REQUIREMENT:
Swap "one marker per instance" for "a single point for each instance" everywhere in the records below and reproduce them with nothing else altered.

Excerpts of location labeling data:
+-------+

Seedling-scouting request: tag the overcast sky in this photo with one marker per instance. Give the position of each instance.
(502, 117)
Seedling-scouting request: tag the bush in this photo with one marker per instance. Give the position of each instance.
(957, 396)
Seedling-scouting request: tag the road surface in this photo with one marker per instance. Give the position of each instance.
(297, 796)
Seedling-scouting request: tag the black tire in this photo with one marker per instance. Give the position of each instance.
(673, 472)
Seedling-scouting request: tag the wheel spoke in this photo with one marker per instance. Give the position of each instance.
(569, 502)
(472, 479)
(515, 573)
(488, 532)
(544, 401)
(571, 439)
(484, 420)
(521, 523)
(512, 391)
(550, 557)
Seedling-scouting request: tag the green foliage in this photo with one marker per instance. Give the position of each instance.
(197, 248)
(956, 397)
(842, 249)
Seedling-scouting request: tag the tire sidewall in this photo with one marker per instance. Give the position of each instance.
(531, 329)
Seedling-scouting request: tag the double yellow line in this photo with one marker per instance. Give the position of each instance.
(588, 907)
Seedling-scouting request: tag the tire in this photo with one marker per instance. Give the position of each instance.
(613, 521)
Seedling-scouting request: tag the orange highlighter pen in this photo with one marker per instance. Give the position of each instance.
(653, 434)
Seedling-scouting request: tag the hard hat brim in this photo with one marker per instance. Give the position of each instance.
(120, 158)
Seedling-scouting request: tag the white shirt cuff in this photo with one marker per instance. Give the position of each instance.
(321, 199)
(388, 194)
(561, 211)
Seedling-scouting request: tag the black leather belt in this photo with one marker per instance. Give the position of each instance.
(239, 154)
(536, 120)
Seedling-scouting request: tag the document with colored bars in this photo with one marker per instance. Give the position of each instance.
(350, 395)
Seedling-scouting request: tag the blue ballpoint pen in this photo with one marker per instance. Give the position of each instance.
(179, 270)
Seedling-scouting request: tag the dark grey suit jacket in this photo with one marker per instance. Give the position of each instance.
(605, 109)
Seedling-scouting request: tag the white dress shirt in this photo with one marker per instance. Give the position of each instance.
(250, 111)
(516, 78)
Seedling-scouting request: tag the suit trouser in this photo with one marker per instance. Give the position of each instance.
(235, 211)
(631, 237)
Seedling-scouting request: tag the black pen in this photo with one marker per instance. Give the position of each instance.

+-------+

EXERCISE ANSWER:
Seedling-scouting request: tag the overcast sky in this photo with a single point for each instance. Give the position of each instance.
(502, 117)
Seedling-scouting request: tag the bush in this photo with a single point for each instance. Give the position of each instance.
(957, 396)
Seedling-scouting request: tag the road surface in this photo with a single point for each instance. Give the position of each instance.
(297, 796)
Seedling-scouting request: tag the black tire in this photo with a single point for each instance. Give the position of each instance.
(673, 472)
Seedling-scouting request: tag the wheel spoke in this photo with a single point for each instance. Give the position of each instance.
(569, 502)
(472, 479)
(515, 573)
(488, 532)
(544, 401)
(571, 439)
(484, 420)
(521, 523)
(512, 391)
(550, 557)
Seedling-scouting request: tag the green foliage in this photo with a single point for each instance. Give the position of each instance.
(197, 248)
(956, 397)
(842, 249)
Seedling-scouting request: tag the tire sidewall in this photo with a single point for each instance. Give the position of each instance.
(531, 329)
Seedling-scouting request: tag the double yellow line in this photo with a single point for each instance. Give the position of each instance.
(588, 907)
Seedling-scouting request: tag the tire in this photo with a single point for each instance. Give the position of each instance.
(613, 521)
Seedling-scouting request: tag the orange highlighter pen in this photo with a single point for each instance. Give the position of each instance.
(653, 434)
Seedling-scouting request: tag the hard hat brim in this photo with a single point for each instance. Give the position of each instance.
(120, 158)
Seedling-scouting request: tag the white shirt cuff in this photo with a single point for each instance. Give the position of each instance.
(321, 199)
(388, 194)
(561, 211)
Seedling-scouting request: tag the black leather belt in this photo with a single point for each instance. Give the position of each instance.
(239, 154)
(536, 120)
Seedling-scouting request: tag the document with colored bars in this photo with a single point for each instance. Give the position of each instance.
(350, 395)
Seedling-scouting request: tag the blue ballpoint pen in this photo with a single point for each instance. Give the position of each instance.
(179, 270)
Seedling-scouting request: tag the dark grey suit jacket in this photo with a single point for each instance. Give the position of each instance.
(605, 109)
Seedling-scouting request: tag the white dress shirt in this photo with a single point for each instance. Give the position of each instance.
(250, 111)
(516, 78)
Seedling-scouting request: tag the suit trouser in this photo with a single point for each instance. Give the position of each instance.
(235, 211)
(631, 237)
Seedling-scouting request: tag the black pen in this photo with a single point for each instance. Give the position of each instance.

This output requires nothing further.